State how many lines in the material below contain the string "blurred", giving only the number.

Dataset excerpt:
====
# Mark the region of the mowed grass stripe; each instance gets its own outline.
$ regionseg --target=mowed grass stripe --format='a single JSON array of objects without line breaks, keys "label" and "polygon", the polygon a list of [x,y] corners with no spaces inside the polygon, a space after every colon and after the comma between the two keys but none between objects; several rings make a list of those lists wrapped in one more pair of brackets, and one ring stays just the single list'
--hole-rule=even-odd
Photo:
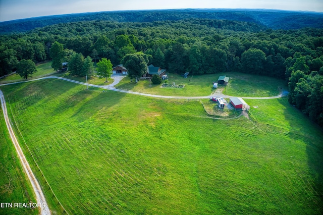
[{"label": "mowed grass stripe", "polygon": [[323,135],[286,98],[246,100],[256,122],[224,122],[196,117],[206,115],[198,101],[87,91],[60,80],[2,89],[72,213],[322,210]]}]

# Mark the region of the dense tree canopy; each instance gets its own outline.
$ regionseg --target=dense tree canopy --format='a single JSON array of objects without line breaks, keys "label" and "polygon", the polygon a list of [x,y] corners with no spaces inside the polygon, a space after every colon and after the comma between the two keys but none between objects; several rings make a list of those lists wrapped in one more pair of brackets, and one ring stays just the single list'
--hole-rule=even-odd
[{"label": "dense tree canopy", "polygon": [[97,66],[97,75],[100,78],[105,78],[105,82],[107,82],[107,78],[110,78],[112,74],[112,64],[110,60],[102,58],[96,64]]},{"label": "dense tree canopy", "polygon": [[27,79],[28,76],[37,72],[36,65],[31,60],[23,59],[17,66],[17,74],[22,78]]},{"label": "dense tree canopy", "polygon": [[140,52],[128,54],[121,61],[121,63],[128,69],[129,76],[136,78],[136,81],[147,70],[148,62],[147,55]]}]

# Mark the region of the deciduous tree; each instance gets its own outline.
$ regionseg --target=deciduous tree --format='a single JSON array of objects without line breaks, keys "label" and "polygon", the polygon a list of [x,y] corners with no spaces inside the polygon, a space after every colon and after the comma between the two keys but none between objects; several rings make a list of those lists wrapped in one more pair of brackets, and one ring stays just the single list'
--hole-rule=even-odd
[{"label": "deciduous tree", "polygon": [[64,58],[64,48],[63,44],[58,41],[55,41],[49,49],[49,55],[52,59],[51,67],[55,70],[62,69],[62,63]]},{"label": "deciduous tree", "polygon": [[28,76],[37,72],[35,63],[30,59],[23,59],[17,66],[17,73],[22,78],[27,79]]},{"label": "deciduous tree", "polygon": [[148,59],[147,55],[141,52],[126,55],[121,63],[128,69],[129,75],[136,78],[136,82],[147,71]]},{"label": "deciduous tree", "polygon": [[99,77],[105,78],[105,82],[107,82],[107,78],[110,78],[112,74],[112,64],[110,60],[103,58],[99,61],[96,66]]}]

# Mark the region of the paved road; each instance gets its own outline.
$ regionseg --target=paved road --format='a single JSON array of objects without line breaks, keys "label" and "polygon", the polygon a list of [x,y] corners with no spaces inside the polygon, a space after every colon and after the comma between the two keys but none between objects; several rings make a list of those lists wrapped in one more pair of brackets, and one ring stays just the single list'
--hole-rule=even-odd
[{"label": "paved road", "polygon": [[[144,96],[153,97],[155,98],[174,98],[174,99],[179,99],[179,98],[180,99],[201,99],[201,98],[208,98],[210,97],[232,97],[229,95],[224,95],[222,93],[206,95],[205,96],[165,96],[165,95],[153,95],[153,94],[150,94],[148,93],[143,93],[141,92],[133,92],[133,91],[116,89],[115,87],[115,86],[116,84],[117,84],[122,79],[122,78],[123,78],[124,77],[124,76],[118,75],[113,75],[112,77],[114,78],[115,79],[113,83],[112,83],[111,84],[104,85],[104,86],[99,86],[99,85],[96,85],[95,84],[87,84],[86,83],[81,82],[80,81],[75,81],[73,80],[71,80],[67,78],[62,78],[62,77],[58,77],[58,76],[44,77],[42,78],[29,80],[24,81],[19,81],[17,82],[13,82],[13,83],[9,83],[7,84],[0,84],[0,86],[5,86],[5,85],[9,85],[11,84],[16,84],[18,83],[26,83],[26,82],[29,82],[31,81],[38,81],[39,80],[43,80],[43,79],[50,79],[50,78],[56,78],[56,79],[63,80],[67,81],[70,81],[70,82],[75,83],[79,84],[82,84],[83,85],[87,85],[87,86],[91,86],[93,87],[98,87],[98,88],[109,90],[112,90],[112,91],[115,91],[117,92],[123,92],[125,93],[133,94],[135,95],[142,95]],[[242,98],[248,98],[248,99],[272,99],[272,98],[279,98],[282,96],[286,96],[288,94],[288,92],[284,91],[283,92],[283,93],[276,96],[265,97],[242,97]],[[43,193],[42,193],[41,189],[40,188],[40,186],[39,186],[39,184],[38,181],[36,179],[35,176],[34,175],[32,171],[31,171],[31,169],[30,169],[30,167],[29,166],[28,162],[26,159],[26,158],[25,157],[25,156],[23,154],[22,150],[21,150],[21,148],[19,146],[19,144],[18,143],[18,142],[17,140],[16,137],[15,136],[15,134],[14,133],[13,130],[12,130],[12,128],[11,127],[11,125],[10,125],[10,122],[9,121],[9,119],[8,117],[5,97],[4,96],[4,94],[2,91],[1,90],[0,90],[0,98],[1,99],[1,105],[2,105],[2,109],[4,112],[4,116],[5,116],[6,123],[7,124],[7,126],[8,129],[8,130],[9,131],[10,136],[11,137],[11,139],[12,139],[14,144],[15,145],[15,147],[16,147],[16,149],[17,151],[19,158],[21,160],[21,163],[23,164],[23,167],[24,167],[24,169],[25,170],[25,171],[27,174],[28,178],[32,184],[33,189],[34,189],[35,193],[36,194],[37,202],[43,203],[45,205],[45,207],[40,208],[41,214],[44,214],[44,215],[50,214],[50,212],[49,211],[49,209],[46,202],[46,200],[45,199]],[[240,117],[240,116],[237,117]],[[215,118],[213,118],[213,119],[215,119]]]},{"label": "paved road", "polygon": [[[11,85],[11,84],[18,84],[18,83],[26,83],[26,82],[29,82],[30,81],[38,81],[39,80],[42,80],[42,79],[48,79],[48,78],[57,78],[58,79],[61,79],[61,80],[64,80],[65,81],[70,81],[71,82],[73,82],[73,83],[75,83],[77,84],[82,84],[83,85],[87,85],[87,86],[91,86],[91,87],[97,87],[97,88],[101,88],[101,89],[106,89],[106,90],[112,90],[112,91],[117,91],[117,92],[123,92],[123,93],[130,93],[130,94],[133,94],[135,95],[142,95],[144,96],[148,96],[148,97],[153,97],[154,98],[174,98],[174,99],[201,99],[201,98],[208,98],[210,97],[226,97],[226,98],[230,98],[231,97],[233,97],[230,95],[224,95],[222,93],[219,93],[219,94],[212,94],[212,95],[206,95],[205,96],[167,96],[167,95],[153,95],[153,94],[148,94],[148,93],[141,93],[141,92],[134,92],[134,91],[128,91],[128,90],[121,90],[121,89],[116,89],[115,87],[115,86],[120,81],[120,80],[121,80],[122,79],[122,78],[124,77],[124,76],[120,76],[120,75],[113,75],[113,76],[112,77],[112,78],[114,78],[115,79],[115,81],[113,82],[113,83],[111,84],[109,84],[107,85],[103,85],[103,86],[100,86],[100,85],[96,85],[95,84],[87,84],[86,83],[84,83],[84,82],[81,82],[80,81],[75,81],[74,80],[71,80],[71,79],[69,79],[68,78],[62,78],[61,77],[58,77],[58,76],[47,76],[47,77],[43,77],[42,78],[36,78],[35,79],[32,79],[32,80],[29,80],[27,81],[18,81],[17,82],[12,82],[12,83],[9,83],[7,84],[0,84],[0,86],[5,86],[5,85]],[[288,94],[288,92],[287,91],[284,91],[283,93],[277,95],[276,96],[271,96],[271,97],[242,97],[242,98],[248,98],[248,99],[272,99],[272,98],[279,98],[282,96],[284,96],[287,95]]]},{"label": "paved road", "polygon": [[12,129],[12,127],[10,124],[10,121],[9,121],[9,118],[8,118],[5,96],[4,96],[4,94],[1,90],[0,90],[0,99],[1,100],[1,107],[4,113],[5,121],[6,121],[6,124],[7,124],[7,127],[8,129],[8,131],[9,131],[10,137],[11,138],[12,142],[15,145],[15,147],[16,148],[19,159],[20,159],[24,170],[27,174],[27,176],[30,181],[30,183],[31,184],[31,186],[32,186],[32,188],[34,190],[34,192],[36,195],[37,203],[40,203],[41,205],[44,206],[44,207],[38,207],[38,208],[40,209],[40,214],[42,215],[50,214],[50,211],[49,210],[49,208],[48,208],[47,202],[46,202],[45,196],[41,190],[41,188],[40,188],[40,186],[39,185],[38,181],[31,171],[29,164],[28,164],[28,161],[27,161],[27,159],[26,159],[26,157],[25,157],[22,150],[19,145],[19,143],[15,136],[15,133]]}]

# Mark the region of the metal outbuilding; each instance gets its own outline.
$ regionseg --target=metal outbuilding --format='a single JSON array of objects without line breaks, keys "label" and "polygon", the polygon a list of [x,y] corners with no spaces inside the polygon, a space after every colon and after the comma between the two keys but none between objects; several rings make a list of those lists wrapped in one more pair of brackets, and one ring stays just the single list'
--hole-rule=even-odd
[{"label": "metal outbuilding", "polygon": [[219,84],[227,84],[229,82],[229,77],[226,77],[225,75],[222,75],[219,77],[218,79],[218,83]]},{"label": "metal outbuilding", "polygon": [[241,98],[232,97],[230,98],[230,104],[236,110],[247,110],[248,104]]}]

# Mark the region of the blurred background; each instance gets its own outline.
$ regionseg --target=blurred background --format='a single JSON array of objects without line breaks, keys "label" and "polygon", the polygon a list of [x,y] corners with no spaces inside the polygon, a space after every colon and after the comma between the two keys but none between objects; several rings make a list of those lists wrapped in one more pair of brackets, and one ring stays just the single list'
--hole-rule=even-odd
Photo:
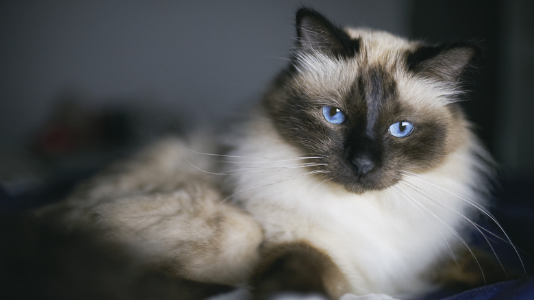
====
## Solution for this task
2